TASK TO CARRY OUT -
Reproduce every line of the material below word for word, leaving the pictures out of your answer.

SUPPLIED ENTRIES -
----
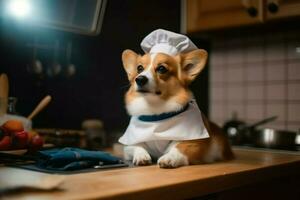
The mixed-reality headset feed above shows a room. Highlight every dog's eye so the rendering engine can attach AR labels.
[136,65,144,73]
[156,65,168,74]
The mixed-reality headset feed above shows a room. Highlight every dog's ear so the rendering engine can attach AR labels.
[181,49,207,84]
[122,49,139,80]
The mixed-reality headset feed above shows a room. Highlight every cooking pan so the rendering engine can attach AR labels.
[223,116,277,145]
[251,128,297,149]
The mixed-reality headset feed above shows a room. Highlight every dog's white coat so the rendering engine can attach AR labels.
[119,54,209,167]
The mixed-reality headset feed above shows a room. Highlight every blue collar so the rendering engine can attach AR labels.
[138,104,189,122]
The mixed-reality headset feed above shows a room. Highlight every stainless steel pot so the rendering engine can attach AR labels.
[251,128,297,149]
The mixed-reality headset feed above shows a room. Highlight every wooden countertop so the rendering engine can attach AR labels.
[0,148,300,200]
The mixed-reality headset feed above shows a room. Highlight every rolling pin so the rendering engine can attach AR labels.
[27,95,51,120]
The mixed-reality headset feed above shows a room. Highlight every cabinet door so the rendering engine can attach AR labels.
[265,0,300,20]
[186,0,263,33]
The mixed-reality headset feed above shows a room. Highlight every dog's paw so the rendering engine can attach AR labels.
[132,148,152,166]
[157,148,188,168]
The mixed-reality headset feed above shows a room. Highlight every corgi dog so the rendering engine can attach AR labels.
[119,49,234,168]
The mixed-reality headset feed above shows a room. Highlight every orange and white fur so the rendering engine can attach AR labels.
[122,49,233,168]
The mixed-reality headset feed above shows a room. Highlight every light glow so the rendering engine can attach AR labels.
[7,0,31,18]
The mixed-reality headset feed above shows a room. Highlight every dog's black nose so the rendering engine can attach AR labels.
[135,75,148,86]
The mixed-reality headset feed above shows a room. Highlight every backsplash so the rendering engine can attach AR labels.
[209,30,300,130]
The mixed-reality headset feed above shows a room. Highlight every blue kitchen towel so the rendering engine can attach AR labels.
[36,147,122,171]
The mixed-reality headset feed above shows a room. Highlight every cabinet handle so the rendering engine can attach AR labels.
[247,6,257,17]
[267,2,279,14]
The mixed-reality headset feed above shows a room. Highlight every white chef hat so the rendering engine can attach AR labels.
[141,29,198,56]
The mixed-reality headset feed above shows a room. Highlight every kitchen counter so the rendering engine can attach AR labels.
[0,148,300,200]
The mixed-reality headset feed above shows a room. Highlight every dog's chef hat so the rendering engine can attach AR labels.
[141,29,198,56]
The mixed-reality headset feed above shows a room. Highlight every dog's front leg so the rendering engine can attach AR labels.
[157,144,189,168]
[124,146,152,165]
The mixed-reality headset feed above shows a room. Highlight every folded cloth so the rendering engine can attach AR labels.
[36,147,122,171]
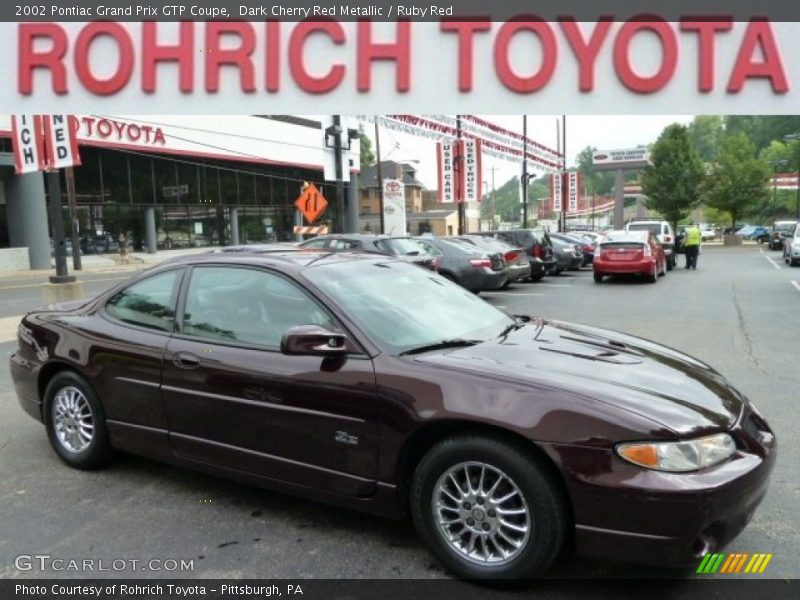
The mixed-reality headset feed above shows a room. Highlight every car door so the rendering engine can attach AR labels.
[162,265,378,496]
[94,268,183,438]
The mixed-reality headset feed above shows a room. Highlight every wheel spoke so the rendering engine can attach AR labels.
[497,508,528,515]
[492,490,518,504]
[500,519,528,533]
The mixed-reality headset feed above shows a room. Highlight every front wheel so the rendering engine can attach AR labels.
[411,436,567,579]
[44,371,113,469]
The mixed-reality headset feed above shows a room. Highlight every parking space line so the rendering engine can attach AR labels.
----
EXERCISE RESULT -
The mixed-reality headset feed above shows a room. Highlight every dog's eye so the rendering engine can attach AR labels.
[136,65,144,73]
[156,65,168,74]
The mixed-reality headset feed above shows a room. Highlight every dog's ear so the rendering engine can attach AR labels.
[181,49,207,84]
[122,49,139,80]
The mixed-reality headset feed above shows a room. Highlight every cooking pan so the rendering engine can attach AR labels.
[223,116,277,145]
[251,128,297,149]
The mixed-reality headset feed above shows a room. Highlight every dog's white coat so the rendering engine can attach AR labels.
[119,54,209,167]
The mixed-reality headset feed above shows a room. Highlight every blue collar so the rendering engine can attach AR labels.
[138,104,189,122]
The mixed-reality headset feed above shows a room. Highlight every stainless steel pot so the rendering engine can attach AR labels.
[251,128,297,149]
The mixed-reality headset feed above shows a room. Highlight every wooden countertop so the rendering engine can attach AR labels.
[0,148,300,200]
The mixed-reality headset feed above shows a room. Highlight every rolling pin so the rendering engine can attach AR labels.
[27,95,51,120]
The mixed-reality headset feed above shows a room. Highlight every cabinet door so the rendering engine can attach AR labels.
[265,0,300,20]
[186,0,263,33]
The mixed-reality headset feed above shows a room. Highlight every dog's paw so the rendering engine can attach AR labels.
[132,148,152,166]
[157,148,188,168]
The mixed-reality headset feed above shows a room. Highlight every corgi dog so the rendering engine can attach AR labels.
[119,49,234,168]
The mixed-reality headset feed above shows a room. Highlight every orange and white fur so the rendering engine can attach AR labels.
[122,49,233,168]
The mixed-reality headset feed above shows a room. Highlight every light glow so the rendering engine can attach AR labels.
[7,0,31,18]
The mixed-reality headset feed above shows a room. Highlight every dog's black nose so the rendering engine can attach AR labels.
[135,75,148,86]
The mixed-reality headset feed above shows a room. Highlight every backsplash so the rendering engine can attach AR labels.
[209,30,300,130]
The mixed-reality headset feed above shows a room. Highlight every blue kitchen towel so the rendering engine can attach AR labels.
[36,147,122,171]
The mixed-reality headset feed above shows a room. Highlight every cabinet handle so the rendering engine can attach AR labels.
[247,6,257,17]
[267,2,279,14]
The mixed-reality headset feed above shows a room. Highlight every white chef hat so the rendering engine can attach AR labels.
[141,29,198,56]
The mixed-reality headset feed above shows a room. Highlight every kitchen counter so the rendering engine can attach AR labels.
[0,148,300,200]
The mixed-reality headset feed above shows a room. Highlight every dog's chef hat so the rendering engine can attach AR labels.
[141,29,198,56]
The mixed-reality headset feed above shows a room. Highlight every dog's front leg so the rendering engine can attach AR labels.
[157,144,189,168]
[124,146,152,165]
The mixed-reality headset feed above shows a room. Highlight every folded cloth so the rendering engine can attach AR labels.
[36,147,122,171]
The mixed-reality headset feed above shows a room. Highlight every car door so the rendering engine can attach AR labels.
[162,265,378,496]
[94,268,183,438]
The mixed-reality headset feed above shows a room. Highlight every wheel spoke so the rendering engine can attach AR labels.
[497,508,528,515]
[492,490,518,504]
[500,519,528,533]
The mixed-reality headset feed above shows a room. Highlight every front wheel so the rendering engine can attach AR labels.
[411,436,567,579]
[44,371,113,469]
The mixed-reality headset feed above shows a room. Highlight every parking space line so the rendering engine can attach AR labels.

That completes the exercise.